Requirement:
All of the data below must be repeated exactly.

Dataset extract:
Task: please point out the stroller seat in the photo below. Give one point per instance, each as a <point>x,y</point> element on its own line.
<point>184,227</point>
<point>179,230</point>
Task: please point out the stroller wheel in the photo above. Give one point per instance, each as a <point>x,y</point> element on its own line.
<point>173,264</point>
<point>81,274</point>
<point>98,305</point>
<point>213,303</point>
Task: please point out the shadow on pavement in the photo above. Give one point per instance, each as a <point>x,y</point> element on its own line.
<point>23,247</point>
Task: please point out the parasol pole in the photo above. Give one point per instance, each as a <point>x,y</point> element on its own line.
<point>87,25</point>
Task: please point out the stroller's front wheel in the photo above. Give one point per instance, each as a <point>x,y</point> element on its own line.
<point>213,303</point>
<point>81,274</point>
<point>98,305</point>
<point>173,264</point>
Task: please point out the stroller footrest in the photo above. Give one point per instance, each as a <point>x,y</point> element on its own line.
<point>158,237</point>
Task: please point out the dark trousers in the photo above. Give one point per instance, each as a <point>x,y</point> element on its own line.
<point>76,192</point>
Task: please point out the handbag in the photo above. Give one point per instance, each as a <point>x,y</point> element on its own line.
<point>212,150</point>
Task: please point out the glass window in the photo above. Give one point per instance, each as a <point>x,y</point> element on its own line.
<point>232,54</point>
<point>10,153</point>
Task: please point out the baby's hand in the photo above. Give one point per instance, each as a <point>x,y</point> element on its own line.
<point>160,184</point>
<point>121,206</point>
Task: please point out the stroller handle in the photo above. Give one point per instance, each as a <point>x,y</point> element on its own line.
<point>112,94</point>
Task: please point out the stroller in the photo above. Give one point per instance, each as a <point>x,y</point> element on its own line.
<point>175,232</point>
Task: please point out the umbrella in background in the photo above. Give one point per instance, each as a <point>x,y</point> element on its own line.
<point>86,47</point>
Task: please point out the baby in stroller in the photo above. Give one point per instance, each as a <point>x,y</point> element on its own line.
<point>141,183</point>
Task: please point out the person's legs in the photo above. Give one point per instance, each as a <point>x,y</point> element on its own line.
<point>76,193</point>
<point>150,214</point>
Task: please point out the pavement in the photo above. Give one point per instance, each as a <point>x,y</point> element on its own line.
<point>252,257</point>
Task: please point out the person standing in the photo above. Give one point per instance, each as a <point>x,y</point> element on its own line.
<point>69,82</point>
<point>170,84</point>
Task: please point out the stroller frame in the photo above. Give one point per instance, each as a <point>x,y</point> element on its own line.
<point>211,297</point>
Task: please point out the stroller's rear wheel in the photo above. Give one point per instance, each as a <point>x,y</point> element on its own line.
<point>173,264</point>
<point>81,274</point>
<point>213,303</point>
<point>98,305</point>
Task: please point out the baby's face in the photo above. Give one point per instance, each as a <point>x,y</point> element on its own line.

Answer section:
Task: please point out the stroller seat in the photo below. Give one point per instance, each as a <point>x,y</point> element on its own line.
<point>184,227</point>
<point>179,230</point>
Task: please point out the stroller wheel in the photo above. Give one point per instance, each as a <point>x,y</point> element on its own line.
<point>173,264</point>
<point>81,274</point>
<point>98,305</point>
<point>213,303</point>
Task: please point out the shadow on pavement in the photo above. Give one point per instance, each as a <point>x,y</point> element on its own line.
<point>23,247</point>
Task: please point out the parasol pole in the photo above. Give one point per instance, each as a <point>x,y</point> element on its own line.
<point>87,25</point>
Task: please point out the stroller's front wheel in the photo above. Give one point per instance, each as a <point>x,y</point> element on its own line.
<point>213,303</point>
<point>81,274</point>
<point>98,305</point>
<point>173,264</point>
Task: please point out the stroller footrest in the photo above. Give one point per instance, each as a <point>x,y</point> element on its own line.
<point>158,237</point>
Task: please point out the dark trousers in the photo above. Give one point per instance, each as a <point>x,y</point> element on its own line.
<point>76,192</point>
Task: please point out the handbag in the photo above. Give one point per instance, each as a <point>x,y</point> element on its own line.
<point>212,150</point>
Task: please point out the glass window in the photo above. Give one point per instance, each as a <point>x,y</point> element on its own line.
<point>232,54</point>
<point>10,153</point>
Task: please point out the baby's hand in the photo above. Give one point per instance, each as a <point>x,y</point> element on its own line.
<point>160,184</point>
<point>121,206</point>
Task: please point out the stroller handle in the photo above. Give one point per instance, each as a <point>x,y</point> element on its own line.
<point>112,94</point>
Task: please point out the stroller in the photo above. Give one point per instance, each as a <point>x,y</point> element on its own line.
<point>175,232</point>
Task: please point out the umbrella in background in the photo above. Give one point per instance, each as a <point>x,y</point> element on its own line.
<point>86,47</point>
Task: please point out the baby in stroller in the photo above. Give one point per instance, each as a <point>x,y</point> element on its own line.
<point>141,183</point>
Task: please point out the person's legs in the photo above. Give one point per instance, each as a <point>x,y</point> element on its own line.
<point>76,193</point>
<point>150,214</point>
Task: please point out the pavement in the photo above. Give one point per instance, each as a <point>x,y</point> element on its own line.
<point>252,257</point>
Task: please point out the person standing in the photo above. Give one point per instance, each as a <point>x,y</point> element on its own line.
<point>69,82</point>
<point>170,84</point>
Task: please point out the stroller frame in the photo above. Give one point per instance, each as a <point>x,y</point> element on its own line.
<point>211,297</point>
Task: please point out the stroller's rear wheel in the photo above. Give one point per instance, each as a <point>x,y</point> element on its own line.
<point>173,264</point>
<point>81,274</point>
<point>213,303</point>
<point>98,305</point>
Task: please point out the baby's face in the photo above. Give one point per instance, each as a <point>x,y</point> element on its own line.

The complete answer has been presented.